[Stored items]

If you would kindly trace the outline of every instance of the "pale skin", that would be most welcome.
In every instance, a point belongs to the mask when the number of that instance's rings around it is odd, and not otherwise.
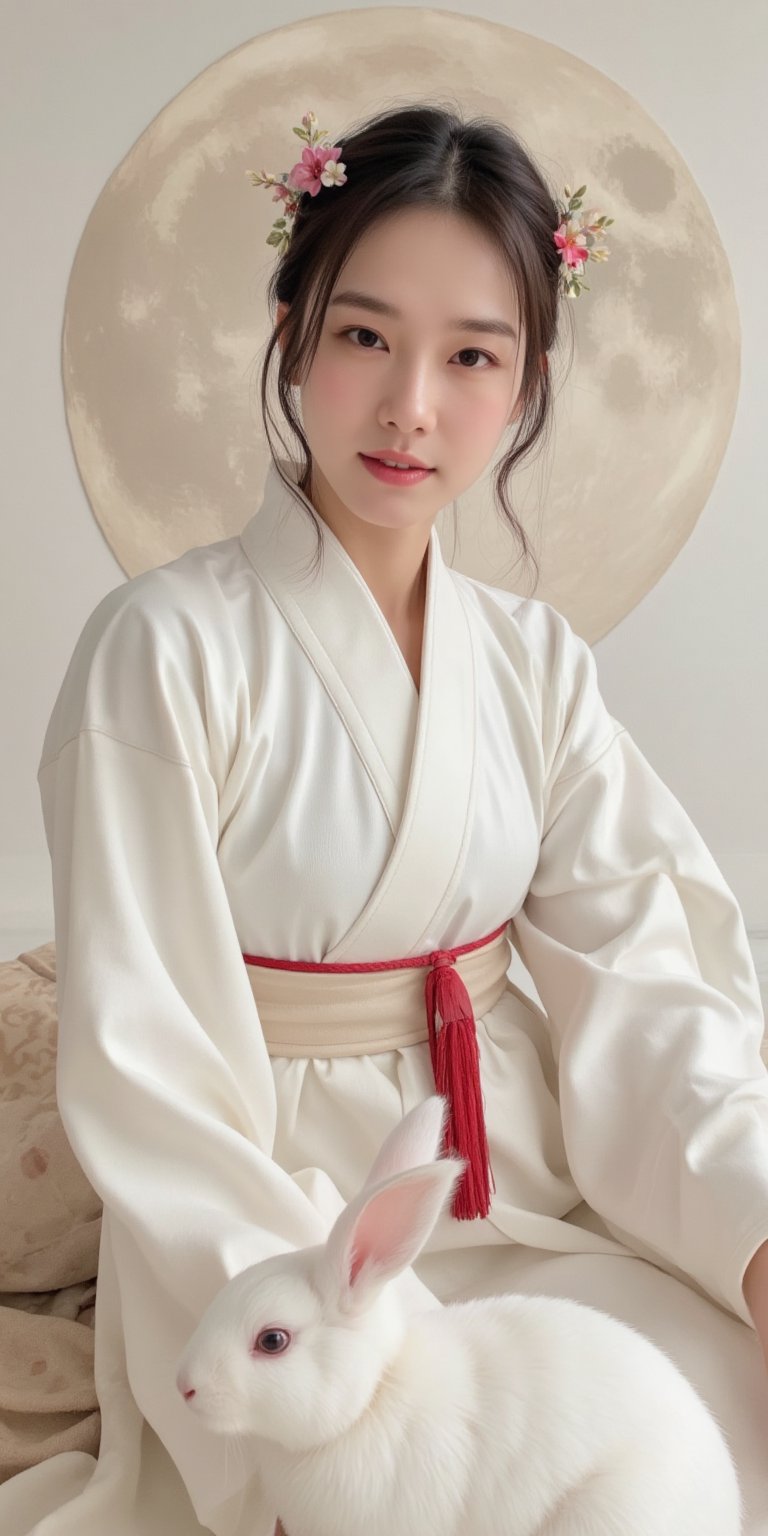
[[[333,303],[348,290],[395,306],[401,318]],[[278,321],[288,307],[278,305]],[[454,323],[486,317],[515,335]],[[524,362],[514,285],[491,242],[457,215],[407,209],[353,251],[299,381],[310,499],[373,593],[417,688],[430,530],[517,421]],[[360,459],[384,448],[435,472],[419,485],[385,485]]]
[[[744,1271],[742,1290],[768,1370],[768,1239],[752,1255]]]
[[[331,299],[351,289],[400,316],[359,303],[326,311],[308,376],[297,381],[310,500],[360,571],[418,688],[430,531],[441,508],[495,462],[520,416],[525,330],[499,253],[471,221],[444,211],[410,208],[382,220],[353,251]],[[278,306],[278,321],[287,309]],[[516,336],[455,324],[473,317],[502,321]],[[385,485],[359,458],[384,448],[392,458],[414,454],[435,473],[415,486]],[[768,1241],[743,1289],[768,1368]],[[280,1521],[275,1536],[287,1536]]]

[Requirement] From the line with "In every instance, a" to the last line above, restate each line word for word, but skip the pictures.

[Solution]
In every instance, a point belongs to the mask when the number of that instance's rings around it is odd, and not otherwise.
[[[333,303],[348,290],[395,306],[401,318]],[[278,321],[288,307],[278,305]],[[454,323],[486,317],[515,335]],[[524,362],[514,285],[491,242],[457,215],[407,209],[353,251],[299,381],[310,499],[373,593],[417,688],[430,530],[517,421]],[[360,459],[384,448],[435,472],[419,485],[385,485]]]
[[[744,1271],[742,1290],[768,1370],[768,1239],[752,1255]]]
[[[331,299],[351,289],[400,316],[359,303],[326,311],[308,376],[297,381],[310,500],[360,571],[418,688],[430,531],[441,508],[495,462],[520,416],[525,330],[499,253],[471,221],[444,211],[410,208],[382,220],[353,251]],[[278,306],[278,321],[287,309]],[[516,336],[455,324],[473,317],[502,321]],[[385,485],[359,458],[384,448],[392,458],[414,454],[435,473],[415,486]],[[768,1241],[743,1289],[768,1368]],[[280,1521],[275,1536],[287,1536]]]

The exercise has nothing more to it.